## TASKS FOR THIS EXERCISE
**A.** Copy out the passage of the Abusir post from "During the time of the" to "a century later.".
**B.** List the innovations that the Abusir post says took place during the time of the 3rd Dynasty king Djoser.
**C.** Condense the paragraph of the Abusir post that begins "A society’s collapse means" into a short bulleted list that keeps its main points.

## TEXT TO READ
++++++++
PostPosted: Fri Feb 05, 2016 1:03 am    Post subject: Reply with quote

With some additional pictures...

"Unique discovery made in Abusir by Czech archaeological mission, Laboratoriorosso’s scientific partner" (Laboratoriorosso, 3 February 2016)

Quote:
"... The boat by the southern wall of Mastaba AS 54 indicates the extraordinary social position of the owner of the tomb. Since it is not located adjacent to a royal pyramid, the owner of the mastaba was probably not a member of the royal family: both the size of the tomb, as well as the presence of the boat itself, however, clearly place the deceased within the elite of his time with strong connections to the reigning pharaoh.

This discovery provides fundamental evidence corroborating a theory on which Dr. Bárta and the Czech mission have based their excavations over the past years. This theory attempts to provide an explanation for the rise and, especially, the fall of the Old Kingdom, one of the first great civilizations in history.

This theoretical understanding can be briefly summed up as follows:

According to Bárta’s theory on punctuated history, societies develop in major leaps separated by long uneventful periods, rather than gradually. It is possible to identify four or five leaps throughout the history of the Old Kingdom.

During the time of the first 3rd Dynasty king Djoser, for example, many innovations took place: architectural stone building, language writing, and the sophistication of the state administration are some of the technological advances that increased the Egyptian society’s complexity. Another major leap occurred during the time of Snofru a century later.

A society’s collapse means that a substantial part of the complexity accumulated by that society is lost. Complexity is related to the advancements of a society: the more advanced it is, the more sophisticated it is, the more energy it will be required to sustain its complexity. Therefore, complexity and resources are fundamentally interlinked.

The factors determining the collapse of a society are in general internal and contribute positively to the society’s rise. However, they end up playing a key negative role in the society’s crisis, which is generally also exacerbated by significant climate change.
++++++++
## DATA SUPPLIED
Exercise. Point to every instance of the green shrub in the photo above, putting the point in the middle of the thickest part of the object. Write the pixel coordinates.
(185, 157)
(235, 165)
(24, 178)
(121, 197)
++++++++
## THE SOLUTIONS
**A.**
During the time of the first 3rd Dynasty king Djoser, for example, many innovations took place: architectural stone building, language writing, and the sophistication of the state administration are some of the technological advances that increased the Egyptian society’s complexity. Another major leap occurred during the time of Snofru a century later.

**B.**
- Architectural stone building
- Language writing
- The sophistication of the state administration

**C.**
- A society's collapse means losing a substantial part of the complexity it has accumulated.
- Complexity is tied to a society's advancement: the more advanced and sophisticated it is, the more energy it needs to sustain that complexity.
- Complexity and resources are therefore fundamentally interlinked.